## INFORMATION SHOWN:
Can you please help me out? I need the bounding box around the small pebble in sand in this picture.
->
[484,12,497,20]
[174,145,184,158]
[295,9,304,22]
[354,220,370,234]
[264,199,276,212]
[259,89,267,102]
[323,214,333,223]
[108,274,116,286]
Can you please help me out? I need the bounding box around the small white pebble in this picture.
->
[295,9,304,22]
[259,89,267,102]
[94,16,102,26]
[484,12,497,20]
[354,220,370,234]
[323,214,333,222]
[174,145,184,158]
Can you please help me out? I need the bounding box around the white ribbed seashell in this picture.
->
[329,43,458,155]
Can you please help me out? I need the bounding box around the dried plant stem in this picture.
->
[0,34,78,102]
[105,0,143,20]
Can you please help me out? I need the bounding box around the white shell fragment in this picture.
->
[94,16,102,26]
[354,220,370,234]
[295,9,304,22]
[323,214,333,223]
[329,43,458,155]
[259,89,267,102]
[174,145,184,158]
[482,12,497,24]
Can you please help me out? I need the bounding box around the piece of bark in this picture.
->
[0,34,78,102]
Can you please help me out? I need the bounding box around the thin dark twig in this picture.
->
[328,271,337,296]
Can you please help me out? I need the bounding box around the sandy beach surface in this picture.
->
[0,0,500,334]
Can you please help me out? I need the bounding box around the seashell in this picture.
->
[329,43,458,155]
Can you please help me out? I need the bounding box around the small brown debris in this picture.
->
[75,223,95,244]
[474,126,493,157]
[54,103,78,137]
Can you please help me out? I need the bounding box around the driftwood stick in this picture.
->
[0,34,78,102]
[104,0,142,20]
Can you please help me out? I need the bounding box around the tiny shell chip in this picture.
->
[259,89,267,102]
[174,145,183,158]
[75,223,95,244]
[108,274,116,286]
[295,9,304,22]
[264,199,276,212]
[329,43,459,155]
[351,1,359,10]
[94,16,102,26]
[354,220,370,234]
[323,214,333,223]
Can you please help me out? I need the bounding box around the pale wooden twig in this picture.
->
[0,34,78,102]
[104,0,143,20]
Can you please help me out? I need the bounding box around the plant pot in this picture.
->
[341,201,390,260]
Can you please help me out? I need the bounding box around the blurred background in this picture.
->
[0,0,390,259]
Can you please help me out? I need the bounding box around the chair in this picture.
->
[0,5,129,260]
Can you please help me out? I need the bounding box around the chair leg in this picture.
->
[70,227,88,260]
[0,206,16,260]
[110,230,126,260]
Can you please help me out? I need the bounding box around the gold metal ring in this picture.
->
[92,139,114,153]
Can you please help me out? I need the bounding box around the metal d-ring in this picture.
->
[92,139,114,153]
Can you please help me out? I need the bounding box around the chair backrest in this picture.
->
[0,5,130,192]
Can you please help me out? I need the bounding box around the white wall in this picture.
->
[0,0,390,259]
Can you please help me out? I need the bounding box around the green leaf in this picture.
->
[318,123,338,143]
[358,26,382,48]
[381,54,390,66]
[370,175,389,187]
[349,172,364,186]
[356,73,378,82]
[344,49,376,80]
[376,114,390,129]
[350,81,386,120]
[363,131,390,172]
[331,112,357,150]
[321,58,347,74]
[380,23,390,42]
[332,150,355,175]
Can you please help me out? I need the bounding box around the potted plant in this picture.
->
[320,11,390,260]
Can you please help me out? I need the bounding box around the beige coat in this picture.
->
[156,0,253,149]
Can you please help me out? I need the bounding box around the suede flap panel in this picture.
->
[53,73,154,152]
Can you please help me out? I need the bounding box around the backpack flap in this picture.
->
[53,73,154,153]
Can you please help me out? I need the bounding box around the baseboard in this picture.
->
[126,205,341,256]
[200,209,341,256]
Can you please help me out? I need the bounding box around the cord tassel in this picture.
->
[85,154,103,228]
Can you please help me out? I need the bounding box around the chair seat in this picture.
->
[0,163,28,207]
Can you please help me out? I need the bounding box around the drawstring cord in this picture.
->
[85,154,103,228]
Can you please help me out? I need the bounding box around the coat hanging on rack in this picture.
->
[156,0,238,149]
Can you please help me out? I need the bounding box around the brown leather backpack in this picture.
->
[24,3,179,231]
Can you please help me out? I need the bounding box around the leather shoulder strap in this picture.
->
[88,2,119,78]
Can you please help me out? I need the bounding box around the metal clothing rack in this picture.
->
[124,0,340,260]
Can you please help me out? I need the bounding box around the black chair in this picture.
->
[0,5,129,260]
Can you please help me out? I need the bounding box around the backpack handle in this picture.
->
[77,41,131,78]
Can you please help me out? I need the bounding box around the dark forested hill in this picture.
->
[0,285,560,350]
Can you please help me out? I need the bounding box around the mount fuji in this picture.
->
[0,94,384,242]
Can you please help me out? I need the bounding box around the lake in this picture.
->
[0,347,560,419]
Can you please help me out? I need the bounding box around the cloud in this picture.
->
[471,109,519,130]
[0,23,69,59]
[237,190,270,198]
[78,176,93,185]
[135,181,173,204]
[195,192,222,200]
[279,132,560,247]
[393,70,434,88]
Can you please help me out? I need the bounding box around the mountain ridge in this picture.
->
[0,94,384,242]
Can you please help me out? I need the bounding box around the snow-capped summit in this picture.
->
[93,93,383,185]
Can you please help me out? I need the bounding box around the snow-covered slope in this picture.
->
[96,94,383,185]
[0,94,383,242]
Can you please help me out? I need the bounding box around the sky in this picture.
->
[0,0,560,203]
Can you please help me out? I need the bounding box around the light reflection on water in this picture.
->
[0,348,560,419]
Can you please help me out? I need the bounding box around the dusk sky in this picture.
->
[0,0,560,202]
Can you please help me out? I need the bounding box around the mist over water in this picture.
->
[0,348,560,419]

## WRITTEN REQUEST:
Copy every line of the data above word for word, with no changes.

## RESULT OF THIS TASK:
Can you please help me out? I need the bounding box around the small pebble in sand in this picture.
->
[484,12,497,20]
[174,145,184,158]
[295,9,304,22]
[354,220,370,234]
[264,199,276,212]
[259,89,267,102]
[323,214,333,223]
[108,274,116,286]
Can you please help me out? I need the bounding box around the small white pebble in this picture.
->
[295,9,304,22]
[259,89,267,102]
[94,16,102,26]
[484,12,497,20]
[354,220,370,234]
[323,214,333,222]
[174,145,184,158]
Can you please help me out? I need the bounding box around the white ribbed seashell in this picture.
->
[329,43,458,155]
Can you please help me out? I need the bounding box around the dried plant stem in this picture.
->
[0,34,78,102]
[105,0,143,20]
Can you please help me out? I need the bounding box around the white shell fragment in this picture.
->
[94,16,102,26]
[354,220,370,234]
[295,9,304,22]
[323,214,333,223]
[329,43,458,155]
[259,89,267,102]
[174,145,184,158]
[482,12,497,24]
Can you please help me out? I need the bounding box around the piece of bark in this picture.
->
[0,34,78,102]
Can you please help me out? I need the bounding box around the thin dark twig in this picture.
->
[328,271,337,296]
Can you please help me out? I need the bounding box around the sandy beach surface in this picture.
->
[0,0,500,334]
Can you please help me out? I need the bounding box around the seashell in this picture.
->
[329,43,458,155]
Can you please help me out? I need the bounding box around the small brown debris in this picture.
->
[75,223,95,244]
[474,126,493,157]
[54,103,78,137]
Can you please help me out? I need the bounding box around the driftwood stick in this picture.
->
[0,34,78,102]
[104,0,142,20]
Can you please help me out? I need the bounding box around the tiny shell chip in this picture.
->
[259,89,267,102]
[174,145,183,158]
[75,223,95,244]
[108,274,116,286]
[295,9,304,22]
[264,199,276,212]
[329,43,459,155]
[351,1,359,10]
[94,16,102,26]
[354,220,370,234]
[323,214,333,223]
Can you please help me out? I need the bounding box around the pale wooden twig in this picture.
->
[0,34,78,102]
[104,0,143,20]
Can you please help me out? I need the bounding box around the plant pot in this picture.
->
[341,201,390,260]
Can you please help me out? I need the bounding box around the blurred background in this picture.
->
[0,0,390,259]
Can you please help me out? I need the bounding box around the chair in this picture.
->
[0,5,129,260]
Can you please help me out? I need the bounding box around the chair leg in this picture.
->
[70,227,88,260]
[0,206,16,260]
[110,230,126,260]
Can you please help me out? I need the bounding box around the gold metal ring in this picture.
->
[92,139,114,153]
Can you please help me out? I need the bounding box around the metal d-ring in this picture.
->
[92,139,114,153]
Can you please help me out? I need the bounding box around the chair backrest in this picture.
->
[0,5,130,192]
Can you please help me out? I need the bounding box around the white wall in this picture.
->
[0,0,390,259]
Can you please help me out? I need the bounding box around the green leaf in this picture.
->
[318,123,338,143]
[358,26,382,48]
[381,54,390,66]
[370,175,389,187]
[349,172,364,186]
[356,73,378,82]
[344,49,376,80]
[376,114,390,129]
[350,81,386,120]
[363,131,390,172]
[331,112,357,150]
[321,58,347,74]
[380,23,390,42]
[332,150,355,175]
Can you please help me out? I need the bounding box around the potted plant in this picture.
->
[320,11,390,260]
Can you please help me out? I need the bounding box around the beige coat in this picture.
->
[156,0,253,149]
Can you please help me out? I need the bounding box around the suede flap panel in this picture.
->
[53,73,154,152]
Can you please help me out? I need the bounding box around the backpack flap in this picture.
->
[53,73,154,153]
Can you please help me out? I need the bounding box around the baseboard in this picture.
->
[126,205,341,256]
[200,209,341,256]
Can you please help me out? I need the bounding box around the cord tassel in this picture.
->
[85,154,103,228]
Can you please help me out? I need the bounding box around the chair seat in this picture.
->
[0,163,28,207]
Can you please help me out? I need the bounding box around the drawstring cord in this picture.
->
[85,154,103,228]
Can you please help me out? I need the bounding box around the coat hanging on rack in this picture.
->
[156,0,238,149]
Can you please help me out? I need the bounding box around the brown leather backpack in this picture.
->
[24,3,179,231]
Can you please help me out? I need the bounding box around the leather shoulder strap in this picture.
->
[88,2,119,78]
Can you please help me out? I need the bounding box around the metal clothing rack in this picture.
->
[124,0,340,260]
Can you please help me out? I need the bounding box around the black chair in this picture.
->
[0,5,129,260]
Can you please help me out? I need the bounding box around the backpack handle in this picture.
->
[77,41,131,78]
Can you please help me out? I need the bounding box around the dark forested hill in this picture.
->
[0,285,560,350]
Can you please help me out? I need the bounding box around the mount fuji in this picture.
->
[0,94,384,242]
Can you please help me out? I need the bounding box around the lake in this picture.
->
[0,347,560,419]
Can you please help me out? I need the bounding box around the cloud in this picture.
->
[471,109,519,130]
[0,23,69,59]
[237,190,270,198]
[78,176,93,185]
[135,181,173,204]
[195,192,222,200]
[279,132,560,247]
[393,70,434,88]
Can you please help me out? I need the bounding box around the mountain ridge in this picture.
->
[0,94,384,242]
Can you please help me out? I need the bounding box around the snow-capped summit in this picture.
->
[93,93,383,185]
Can you please help me out? I need the bounding box around the snow-covered slope in this picture.
->
[96,94,383,185]
[0,94,383,242]
Can you please help me out? I need the bounding box around the sky in this picture.
->
[0,0,560,203]
Can you please help me out? I need the bounding box around the light reflection on water in this picture.
->
[0,348,560,419]
Can you please help me out? I need the bounding box around the dusk sky in this picture.
->
[0,0,560,202]
Can you please help me out? I need the bounding box around the mist over water in this picture.
->
[0,348,560,419]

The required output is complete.